### PEDIDO DADO
Copie as linhas a seguir, todas elas, sem mudar nada.

Algumas linhas
╭──
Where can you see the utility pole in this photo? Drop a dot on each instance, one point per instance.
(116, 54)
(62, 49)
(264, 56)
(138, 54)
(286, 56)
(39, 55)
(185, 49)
╰──
### RESPOSTA FINAL
Where can you see the utility pole in this photo? Drop a dot on each instance, one point per instance.
(116, 54)
(62, 49)
(264, 56)
(138, 54)
(286, 56)
(39, 55)
(185, 49)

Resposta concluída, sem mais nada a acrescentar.